[Start of Attachment]
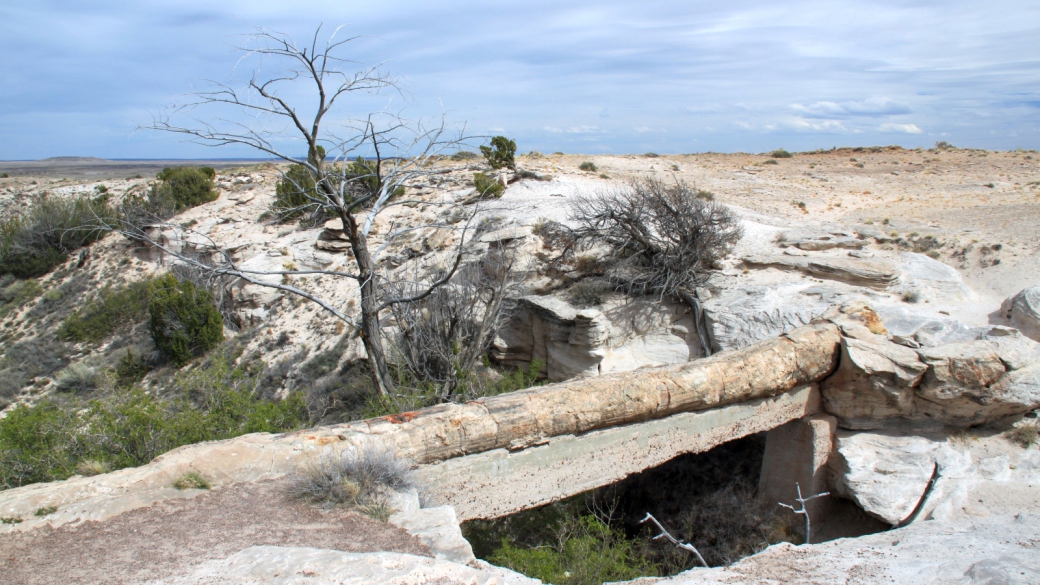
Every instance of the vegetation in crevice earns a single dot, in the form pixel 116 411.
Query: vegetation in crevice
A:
pixel 708 500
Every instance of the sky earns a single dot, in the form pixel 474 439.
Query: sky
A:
pixel 80 78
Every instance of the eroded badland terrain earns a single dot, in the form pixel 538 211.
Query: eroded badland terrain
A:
pixel 873 334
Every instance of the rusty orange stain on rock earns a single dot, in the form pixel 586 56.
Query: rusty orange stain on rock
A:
pixel 400 418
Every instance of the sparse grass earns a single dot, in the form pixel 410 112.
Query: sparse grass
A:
pixel 78 378
pixel 910 297
pixel 362 479
pixel 36 242
pixel 1023 435
pixel 16 294
pixel 130 427
pixel 191 480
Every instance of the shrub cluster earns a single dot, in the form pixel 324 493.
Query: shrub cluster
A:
pixel 184 322
pixel 33 244
pixel 179 188
pixel 112 309
pixel 589 553
pixel 362 479
pixel 51 440
pixel 186 186
pixel 501 153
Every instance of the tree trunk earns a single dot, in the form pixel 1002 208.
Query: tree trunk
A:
pixel 371 332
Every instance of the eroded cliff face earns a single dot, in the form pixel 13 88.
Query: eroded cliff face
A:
pixel 575 342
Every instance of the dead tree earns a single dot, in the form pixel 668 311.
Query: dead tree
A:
pixel 801 501
pixel 665 240
pixel 665 534
pixel 356 169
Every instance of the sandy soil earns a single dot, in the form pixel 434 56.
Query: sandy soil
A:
pixel 167 538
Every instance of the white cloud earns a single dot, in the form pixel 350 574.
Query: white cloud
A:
pixel 803 125
pixel 905 128
pixel 872 107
[End of Attachment]
Required action>
A verbatim copy of the material, pictures excluded, is what must be produced.

Response>
Every instance of the vegetation in crevice earns a single dot, in the form pixel 116 411.
Query: vegetation in crevice
A:
pixel 708 500
Every instance of the sky earns a single dot, in the form pixel 474 439.
Query: sky
A:
pixel 80 78
Every instance of the eroded badland terrain earns a single dot, in the form pixel 538 211.
Query: eroded badland terrain
A:
pixel 873 334
Every instance of the rusty orange stain on rock earns a single dot, in the form pixel 586 56.
Query: rusty orange stain on rock
A:
pixel 400 418
Every instance of the sparse grass earns a single dot, in the form pixel 410 112.
Query: sparse grass
A:
pixel 78 378
pixel 910 297
pixel 362 479
pixel 36 242
pixel 1023 435
pixel 16 294
pixel 130 427
pixel 191 480
Every instance of the shrub cluster earns a single dot, in the form pixel 324 493.
Query: shrub cluster
A:
pixel 184 322
pixel 33 244
pixel 179 188
pixel 112 309
pixel 589 553
pixel 362 479
pixel 51 440
pixel 186 186
pixel 501 153
Every instance of the tree trunk earns a single dot, in the form pixel 1002 208.
Query: tree trunk
A:
pixel 371 332
Every instance of the eroded cliff face earns a single dot, in the form pixel 13 88.
Query: eroded cliff face
A:
pixel 575 342
Every instance of the dead tree earns a single dot, in the form pixel 668 311.
Query: dead tree
A:
pixel 801 501
pixel 665 240
pixel 665 534
pixel 356 169
Every instance of the sandy soil earns a single dot, in the form pixel 434 56.
Query: sandy soil
A:
pixel 167 538
Every instance of the white cloud earns a single dot, in the form pixel 350 574.
Query: white cloud
A:
pixel 803 125
pixel 905 128
pixel 872 107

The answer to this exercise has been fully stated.